┌──
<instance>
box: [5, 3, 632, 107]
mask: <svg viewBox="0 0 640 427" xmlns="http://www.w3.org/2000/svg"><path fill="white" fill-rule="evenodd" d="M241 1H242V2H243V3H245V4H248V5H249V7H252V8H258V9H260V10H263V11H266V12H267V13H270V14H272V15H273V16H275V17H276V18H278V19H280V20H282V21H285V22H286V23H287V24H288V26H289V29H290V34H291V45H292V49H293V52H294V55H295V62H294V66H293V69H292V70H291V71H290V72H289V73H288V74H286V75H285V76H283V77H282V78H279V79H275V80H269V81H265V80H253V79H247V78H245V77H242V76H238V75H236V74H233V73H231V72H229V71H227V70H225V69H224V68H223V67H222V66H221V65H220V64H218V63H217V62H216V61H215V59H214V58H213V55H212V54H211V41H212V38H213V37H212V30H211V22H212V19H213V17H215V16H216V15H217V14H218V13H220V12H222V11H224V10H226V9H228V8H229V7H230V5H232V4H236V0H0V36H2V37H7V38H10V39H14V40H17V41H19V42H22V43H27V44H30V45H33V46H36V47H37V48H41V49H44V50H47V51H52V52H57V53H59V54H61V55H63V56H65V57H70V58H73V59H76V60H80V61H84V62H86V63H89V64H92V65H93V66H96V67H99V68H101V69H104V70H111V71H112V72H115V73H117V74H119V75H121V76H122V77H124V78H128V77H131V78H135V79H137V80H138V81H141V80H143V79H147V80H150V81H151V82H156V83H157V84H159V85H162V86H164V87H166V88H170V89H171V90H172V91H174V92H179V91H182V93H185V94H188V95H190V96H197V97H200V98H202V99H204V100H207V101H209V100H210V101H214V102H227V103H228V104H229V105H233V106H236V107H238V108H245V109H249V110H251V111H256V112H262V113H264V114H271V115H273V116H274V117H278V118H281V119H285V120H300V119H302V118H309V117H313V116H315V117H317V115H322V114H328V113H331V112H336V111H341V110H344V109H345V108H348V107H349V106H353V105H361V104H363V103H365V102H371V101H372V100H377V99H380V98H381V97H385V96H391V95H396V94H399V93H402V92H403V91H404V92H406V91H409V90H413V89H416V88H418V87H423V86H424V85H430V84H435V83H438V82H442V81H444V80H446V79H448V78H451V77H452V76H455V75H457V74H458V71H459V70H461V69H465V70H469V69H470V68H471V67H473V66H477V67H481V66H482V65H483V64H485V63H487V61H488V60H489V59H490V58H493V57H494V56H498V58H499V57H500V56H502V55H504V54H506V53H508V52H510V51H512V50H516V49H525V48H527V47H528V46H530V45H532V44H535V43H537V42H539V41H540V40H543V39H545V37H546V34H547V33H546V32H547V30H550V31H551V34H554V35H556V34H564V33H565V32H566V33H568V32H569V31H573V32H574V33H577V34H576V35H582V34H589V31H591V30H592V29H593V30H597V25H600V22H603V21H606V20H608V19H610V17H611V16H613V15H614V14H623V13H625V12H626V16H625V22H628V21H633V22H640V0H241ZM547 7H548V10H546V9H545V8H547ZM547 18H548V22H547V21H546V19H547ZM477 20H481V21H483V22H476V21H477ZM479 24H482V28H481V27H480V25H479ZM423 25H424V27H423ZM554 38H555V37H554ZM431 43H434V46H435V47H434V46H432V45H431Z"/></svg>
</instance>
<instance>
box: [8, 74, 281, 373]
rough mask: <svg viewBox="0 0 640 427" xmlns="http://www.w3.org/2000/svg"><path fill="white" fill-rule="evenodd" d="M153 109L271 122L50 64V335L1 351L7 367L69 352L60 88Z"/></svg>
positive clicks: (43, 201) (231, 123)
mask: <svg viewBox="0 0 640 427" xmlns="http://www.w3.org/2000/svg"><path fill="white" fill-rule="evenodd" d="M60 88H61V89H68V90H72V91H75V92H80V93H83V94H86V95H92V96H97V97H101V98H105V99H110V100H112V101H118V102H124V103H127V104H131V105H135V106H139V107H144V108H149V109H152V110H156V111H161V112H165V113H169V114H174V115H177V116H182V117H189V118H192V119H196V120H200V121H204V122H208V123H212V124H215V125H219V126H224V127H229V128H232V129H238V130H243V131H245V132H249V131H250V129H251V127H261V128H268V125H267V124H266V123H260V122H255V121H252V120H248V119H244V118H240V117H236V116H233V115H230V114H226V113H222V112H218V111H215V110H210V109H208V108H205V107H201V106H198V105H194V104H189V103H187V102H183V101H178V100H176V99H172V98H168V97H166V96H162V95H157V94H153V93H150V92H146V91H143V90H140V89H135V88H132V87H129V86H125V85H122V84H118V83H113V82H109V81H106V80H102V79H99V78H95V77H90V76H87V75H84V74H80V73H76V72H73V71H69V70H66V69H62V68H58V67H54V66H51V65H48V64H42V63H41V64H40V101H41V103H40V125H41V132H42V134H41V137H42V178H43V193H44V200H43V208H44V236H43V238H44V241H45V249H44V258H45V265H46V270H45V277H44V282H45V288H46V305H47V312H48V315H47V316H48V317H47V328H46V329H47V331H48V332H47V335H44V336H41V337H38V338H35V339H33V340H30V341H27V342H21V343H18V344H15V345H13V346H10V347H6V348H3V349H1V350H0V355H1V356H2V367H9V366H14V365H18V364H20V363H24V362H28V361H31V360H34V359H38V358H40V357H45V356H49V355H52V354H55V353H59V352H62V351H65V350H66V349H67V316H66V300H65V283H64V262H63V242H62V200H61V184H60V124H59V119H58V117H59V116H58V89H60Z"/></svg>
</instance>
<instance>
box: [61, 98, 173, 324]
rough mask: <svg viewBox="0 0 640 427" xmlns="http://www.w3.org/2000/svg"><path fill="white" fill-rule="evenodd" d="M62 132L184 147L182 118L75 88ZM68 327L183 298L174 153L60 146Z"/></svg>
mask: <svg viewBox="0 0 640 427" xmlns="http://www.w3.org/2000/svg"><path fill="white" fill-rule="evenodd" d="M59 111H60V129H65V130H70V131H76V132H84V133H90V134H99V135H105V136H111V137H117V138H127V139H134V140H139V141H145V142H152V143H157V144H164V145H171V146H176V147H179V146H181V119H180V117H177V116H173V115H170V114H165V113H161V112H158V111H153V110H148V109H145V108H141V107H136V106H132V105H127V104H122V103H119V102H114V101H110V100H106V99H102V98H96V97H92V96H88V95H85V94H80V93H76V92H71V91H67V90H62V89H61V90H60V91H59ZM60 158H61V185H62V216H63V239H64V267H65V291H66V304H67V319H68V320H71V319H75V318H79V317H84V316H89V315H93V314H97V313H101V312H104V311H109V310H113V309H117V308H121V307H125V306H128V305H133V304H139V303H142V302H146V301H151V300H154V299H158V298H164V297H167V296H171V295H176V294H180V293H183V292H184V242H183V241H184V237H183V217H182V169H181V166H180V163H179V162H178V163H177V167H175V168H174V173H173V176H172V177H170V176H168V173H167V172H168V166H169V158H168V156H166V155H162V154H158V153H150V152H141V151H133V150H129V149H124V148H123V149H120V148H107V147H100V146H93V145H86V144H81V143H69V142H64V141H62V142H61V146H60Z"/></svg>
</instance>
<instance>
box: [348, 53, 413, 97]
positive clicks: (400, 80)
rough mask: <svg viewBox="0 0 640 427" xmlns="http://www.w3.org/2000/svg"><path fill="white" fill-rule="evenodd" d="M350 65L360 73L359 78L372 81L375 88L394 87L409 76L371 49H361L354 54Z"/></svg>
└──
**WORK REQUEST**
Copy each line exactly, from the line containing "box: [61, 98, 173, 324]" down to the last line of the material, and no other lines.

**RESULT OF THE TASK**
box: [61, 98, 173, 324]
rough mask: <svg viewBox="0 0 640 427" xmlns="http://www.w3.org/2000/svg"><path fill="white" fill-rule="evenodd" d="M62 132L184 147L182 118L75 88ZM68 327L183 298L174 153L60 146Z"/></svg>
mask: <svg viewBox="0 0 640 427" xmlns="http://www.w3.org/2000/svg"><path fill="white" fill-rule="evenodd" d="M59 111H60V129H65V130H70V131H76V132H84V133H90V134H99V135H105V136H111V137H117V138H127V139H134V140H139V141H145V142H152V143H157V144H164V145H171V146H176V147H179V146H181V119H180V117H177V116H173V115H170V114H165V113H161V112H158V111H153V110H148V109H145V108H141V107H136V106H132V105H127V104H122V103H119V102H114V101H110V100H106V99H102V98H96V97H92V96H88V95H85V94H80V93H76V92H71V91H67V90H62V89H61V90H60V91H59ZM60 158H61V185H62V216H63V239H64V267H65V291H66V304H67V319H68V320H71V319H75V318H79V317H84V316H89V315H93V314H97V313H101V312H104V311H109V310H113V309H117V308H121V307H125V306H128V305H133V304H139V303H142V302H146V301H151V300H154V299H158V298H164V297H167V296H171V295H176V294H180V293H183V292H184V242H183V241H184V237H183V217H182V169H181V166H180V163H179V162H178V163H177V167H175V168H174V173H173V176H172V177H170V176H168V173H167V172H168V166H169V158H168V156H166V155H162V154H158V153H150V152H141V151H133V150H129V149H124V148H123V149H120V148H107V147H100V146H93V145H86V144H81V143H69V142H64V141H62V142H61V146H60Z"/></svg>
</instance>
<instance>
box: [348, 53, 413, 97]
positive clicks: (400, 80)
rough mask: <svg viewBox="0 0 640 427" xmlns="http://www.w3.org/2000/svg"><path fill="white" fill-rule="evenodd" d="M350 65L360 73L359 78L372 81L375 88L394 87L409 76L371 49H361L354 54Z"/></svg>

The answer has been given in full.